- _EXERCISE OBJECTIVE_:
Recast the lines below as a numbered list, omitting blank lines and leaving out the pictures. Begin at the first line and stop after the line that contains "(1161, 113)".

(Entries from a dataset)
▶
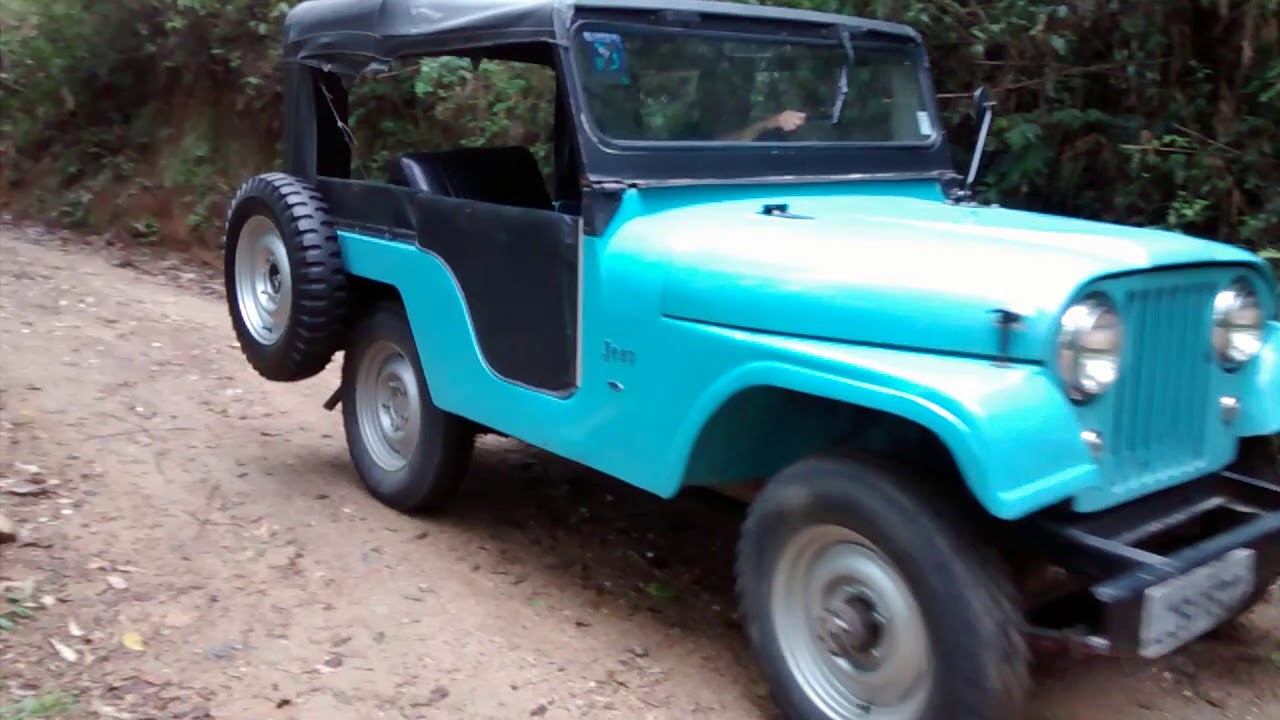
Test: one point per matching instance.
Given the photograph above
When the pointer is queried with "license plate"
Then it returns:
(1185, 607)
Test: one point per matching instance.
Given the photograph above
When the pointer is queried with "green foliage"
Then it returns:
(1161, 113)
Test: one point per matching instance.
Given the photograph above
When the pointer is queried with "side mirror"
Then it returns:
(982, 103)
(982, 110)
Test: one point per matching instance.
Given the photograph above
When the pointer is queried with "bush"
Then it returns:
(1153, 113)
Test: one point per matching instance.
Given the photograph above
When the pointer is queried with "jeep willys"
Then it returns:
(968, 427)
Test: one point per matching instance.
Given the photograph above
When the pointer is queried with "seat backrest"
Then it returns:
(504, 176)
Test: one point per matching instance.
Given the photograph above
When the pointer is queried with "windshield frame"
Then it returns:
(616, 164)
(826, 37)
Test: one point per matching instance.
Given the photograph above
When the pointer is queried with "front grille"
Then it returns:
(1162, 400)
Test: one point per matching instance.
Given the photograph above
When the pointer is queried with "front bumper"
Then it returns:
(1157, 573)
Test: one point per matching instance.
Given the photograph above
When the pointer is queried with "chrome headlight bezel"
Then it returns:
(1239, 324)
(1089, 347)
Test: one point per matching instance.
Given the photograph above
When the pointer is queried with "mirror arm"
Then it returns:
(977, 153)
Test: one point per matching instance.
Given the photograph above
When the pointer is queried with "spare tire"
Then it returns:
(286, 282)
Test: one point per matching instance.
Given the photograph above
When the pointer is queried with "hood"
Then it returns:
(897, 270)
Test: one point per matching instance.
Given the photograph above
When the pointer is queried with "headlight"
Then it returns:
(1088, 347)
(1238, 324)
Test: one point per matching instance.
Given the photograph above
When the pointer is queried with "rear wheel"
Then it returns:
(862, 602)
(410, 454)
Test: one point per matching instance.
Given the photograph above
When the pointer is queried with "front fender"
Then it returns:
(1260, 408)
(1010, 429)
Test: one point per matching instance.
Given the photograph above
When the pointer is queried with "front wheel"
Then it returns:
(410, 454)
(862, 602)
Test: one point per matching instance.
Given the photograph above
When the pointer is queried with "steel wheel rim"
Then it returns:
(263, 282)
(849, 627)
(388, 405)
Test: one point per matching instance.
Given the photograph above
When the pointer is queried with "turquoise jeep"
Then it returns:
(960, 428)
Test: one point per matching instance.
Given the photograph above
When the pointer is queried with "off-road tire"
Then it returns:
(442, 454)
(318, 320)
(981, 661)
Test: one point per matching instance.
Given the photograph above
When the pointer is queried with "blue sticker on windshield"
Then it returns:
(608, 55)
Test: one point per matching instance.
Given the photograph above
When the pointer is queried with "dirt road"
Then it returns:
(169, 500)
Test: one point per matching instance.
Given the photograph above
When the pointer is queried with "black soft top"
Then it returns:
(348, 36)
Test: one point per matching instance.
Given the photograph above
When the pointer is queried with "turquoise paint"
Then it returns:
(1258, 390)
(881, 300)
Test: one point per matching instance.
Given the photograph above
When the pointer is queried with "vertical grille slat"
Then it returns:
(1162, 399)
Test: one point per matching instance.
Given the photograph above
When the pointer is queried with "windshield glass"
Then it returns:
(681, 86)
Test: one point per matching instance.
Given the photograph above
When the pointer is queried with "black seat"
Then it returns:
(504, 176)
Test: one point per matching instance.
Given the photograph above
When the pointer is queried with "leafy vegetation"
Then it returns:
(145, 113)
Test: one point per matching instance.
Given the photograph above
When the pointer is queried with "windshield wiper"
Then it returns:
(842, 81)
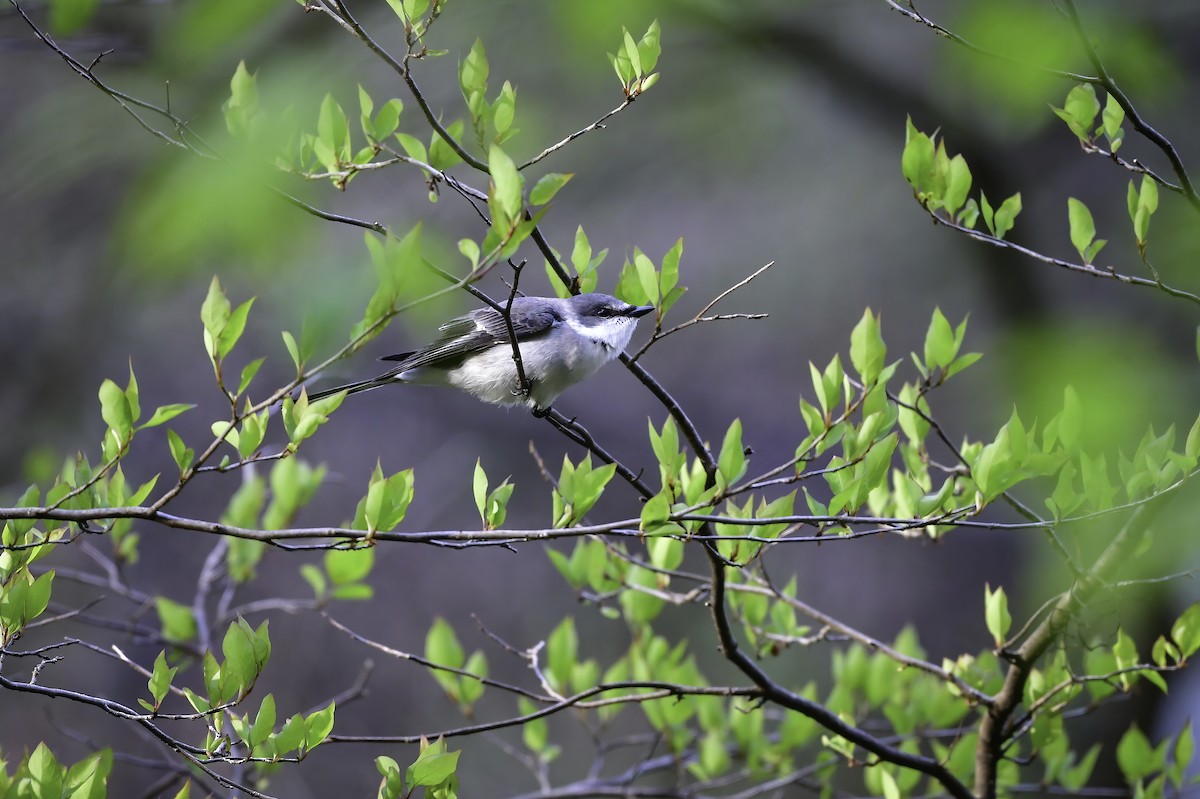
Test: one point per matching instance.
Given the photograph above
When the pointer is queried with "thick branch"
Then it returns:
(993, 730)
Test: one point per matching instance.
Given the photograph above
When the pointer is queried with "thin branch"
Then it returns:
(1085, 269)
(594, 126)
(909, 10)
(1132, 114)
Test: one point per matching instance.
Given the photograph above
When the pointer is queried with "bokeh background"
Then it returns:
(774, 134)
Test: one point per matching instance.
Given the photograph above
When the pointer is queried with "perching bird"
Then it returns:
(562, 342)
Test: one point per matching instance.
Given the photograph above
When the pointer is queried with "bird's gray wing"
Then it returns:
(474, 332)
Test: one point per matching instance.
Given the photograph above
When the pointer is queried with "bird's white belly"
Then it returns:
(549, 367)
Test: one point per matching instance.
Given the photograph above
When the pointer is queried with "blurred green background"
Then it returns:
(773, 134)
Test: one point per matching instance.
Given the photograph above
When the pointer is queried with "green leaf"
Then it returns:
(1110, 122)
(442, 646)
(241, 654)
(1186, 631)
(333, 133)
(918, 160)
(317, 726)
(958, 185)
(432, 768)
(940, 342)
(562, 648)
(503, 112)
(731, 462)
(264, 721)
(1083, 228)
(387, 502)
(867, 348)
(473, 72)
(346, 566)
(177, 620)
(648, 48)
(292, 736)
(547, 186)
(161, 678)
(114, 408)
(507, 185)
(996, 614)
(479, 488)
(1145, 206)
(180, 451)
(165, 414)
(1007, 214)
(635, 58)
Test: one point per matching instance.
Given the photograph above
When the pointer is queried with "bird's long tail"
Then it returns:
(354, 388)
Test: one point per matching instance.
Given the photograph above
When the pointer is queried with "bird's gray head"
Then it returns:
(605, 318)
(601, 308)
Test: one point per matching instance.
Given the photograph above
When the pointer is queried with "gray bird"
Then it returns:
(562, 342)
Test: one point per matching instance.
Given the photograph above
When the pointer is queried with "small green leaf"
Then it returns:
(114, 408)
(177, 620)
(346, 566)
(958, 185)
(442, 646)
(996, 614)
(247, 374)
(1110, 122)
(432, 768)
(507, 185)
(180, 451)
(317, 726)
(161, 678)
(867, 348)
(731, 463)
(1083, 228)
(165, 414)
(1007, 214)
(940, 343)
(1186, 631)
(1137, 757)
(547, 186)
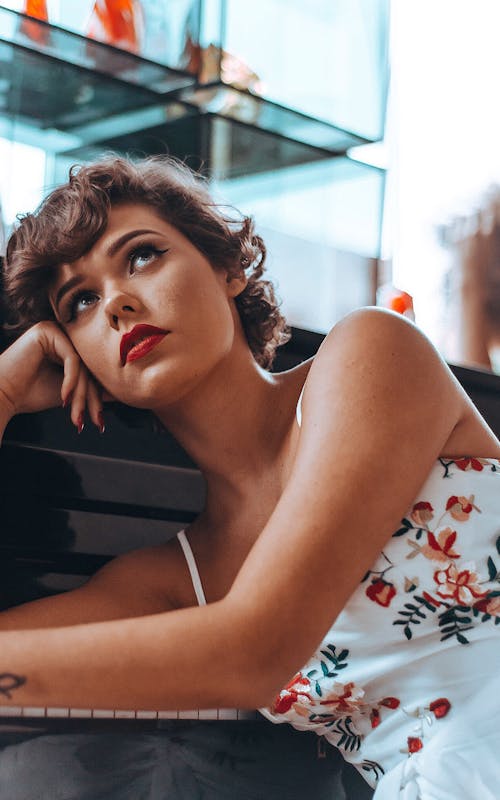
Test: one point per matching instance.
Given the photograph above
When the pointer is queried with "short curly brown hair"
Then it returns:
(73, 216)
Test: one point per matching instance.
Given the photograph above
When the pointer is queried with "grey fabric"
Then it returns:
(186, 761)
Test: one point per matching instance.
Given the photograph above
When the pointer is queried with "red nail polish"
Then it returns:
(68, 399)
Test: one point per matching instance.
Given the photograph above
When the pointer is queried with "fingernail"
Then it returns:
(67, 399)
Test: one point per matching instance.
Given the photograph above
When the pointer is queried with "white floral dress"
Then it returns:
(406, 683)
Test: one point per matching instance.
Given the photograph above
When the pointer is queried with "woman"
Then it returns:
(346, 498)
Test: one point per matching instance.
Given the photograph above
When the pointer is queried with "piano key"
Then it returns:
(55, 713)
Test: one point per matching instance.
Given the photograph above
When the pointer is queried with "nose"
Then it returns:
(121, 306)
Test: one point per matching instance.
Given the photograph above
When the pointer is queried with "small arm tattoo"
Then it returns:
(9, 682)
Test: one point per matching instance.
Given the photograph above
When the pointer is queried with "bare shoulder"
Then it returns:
(379, 350)
(155, 573)
(377, 368)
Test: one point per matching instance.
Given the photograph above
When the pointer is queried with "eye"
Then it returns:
(143, 255)
(78, 302)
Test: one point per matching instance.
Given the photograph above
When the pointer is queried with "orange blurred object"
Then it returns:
(37, 9)
(397, 300)
(117, 22)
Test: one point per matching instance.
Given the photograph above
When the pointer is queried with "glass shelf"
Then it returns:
(51, 42)
(327, 59)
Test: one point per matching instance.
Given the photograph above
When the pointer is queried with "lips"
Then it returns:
(139, 341)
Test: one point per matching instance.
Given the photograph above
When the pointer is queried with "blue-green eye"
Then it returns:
(143, 255)
(78, 301)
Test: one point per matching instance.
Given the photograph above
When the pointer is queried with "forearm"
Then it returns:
(178, 659)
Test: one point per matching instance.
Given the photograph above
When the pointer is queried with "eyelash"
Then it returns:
(145, 248)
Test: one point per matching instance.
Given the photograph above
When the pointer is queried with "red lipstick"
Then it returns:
(139, 341)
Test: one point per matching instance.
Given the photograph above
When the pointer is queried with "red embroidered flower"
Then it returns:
(293, 691)
(440, 707)
(470, 463)
(460, 507)
(375, 717)
(344, 697)
(414, 744)
(440, 548)
(390, 702)
(381, 592)
(421, 513)
(488, 605)
(460, 586)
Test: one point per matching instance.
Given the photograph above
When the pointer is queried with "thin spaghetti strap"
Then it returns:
(298, 410)
(193, 569)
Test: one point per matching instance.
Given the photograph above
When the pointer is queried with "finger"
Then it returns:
(94, 405)
(79, 399)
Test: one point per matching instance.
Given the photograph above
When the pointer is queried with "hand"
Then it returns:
(42, 370)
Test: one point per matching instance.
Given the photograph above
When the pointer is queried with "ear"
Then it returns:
(235, 284)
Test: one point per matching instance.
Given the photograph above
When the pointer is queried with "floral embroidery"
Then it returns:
(459, 590)
(440, 707)
(421, 514)
(460, 586)
(461, 507)
(414, 744)
(471, 463)
(381, 592)
(490, 605)
(440, 547)
(288, 696)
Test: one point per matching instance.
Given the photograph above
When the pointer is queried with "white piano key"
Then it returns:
(80, 713)
(208, 713)
(228, 713)
(57, 712)
(10, 711)
(189, 714)
(32, 711)
(168, 714)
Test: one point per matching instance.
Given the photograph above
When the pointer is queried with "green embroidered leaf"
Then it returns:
(492, 570)
(448, 629)
(407, 526)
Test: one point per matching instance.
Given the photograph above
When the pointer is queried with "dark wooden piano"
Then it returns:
(70, 503)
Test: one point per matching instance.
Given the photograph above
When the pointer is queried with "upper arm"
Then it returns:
(378, 407)
(131, 585)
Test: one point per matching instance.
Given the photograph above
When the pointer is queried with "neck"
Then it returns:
(235, 424)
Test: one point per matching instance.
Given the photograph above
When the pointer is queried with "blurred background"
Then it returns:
(361, 134)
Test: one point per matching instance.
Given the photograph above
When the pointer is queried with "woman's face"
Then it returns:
(144, 272)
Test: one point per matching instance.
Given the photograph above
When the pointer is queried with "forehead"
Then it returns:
(123, 219)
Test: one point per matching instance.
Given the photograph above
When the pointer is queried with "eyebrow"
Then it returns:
(111, 251)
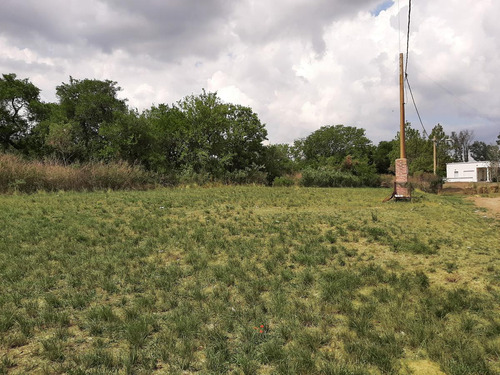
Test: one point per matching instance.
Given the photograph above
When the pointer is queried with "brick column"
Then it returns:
(401, 184)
◀
- _WRITTEN ANSWER_:
1. Test: one point per matching instance.
2. Given the photograph above
3. When the pointer is queried with "license plate"
4. Then it returns:
5. (1185, 607)
6. Test: one point per matching instance.
7. Given the photograph above
8. When the pointer is queried with "green foliage"
9. Then it returns:
10. (1161, 113)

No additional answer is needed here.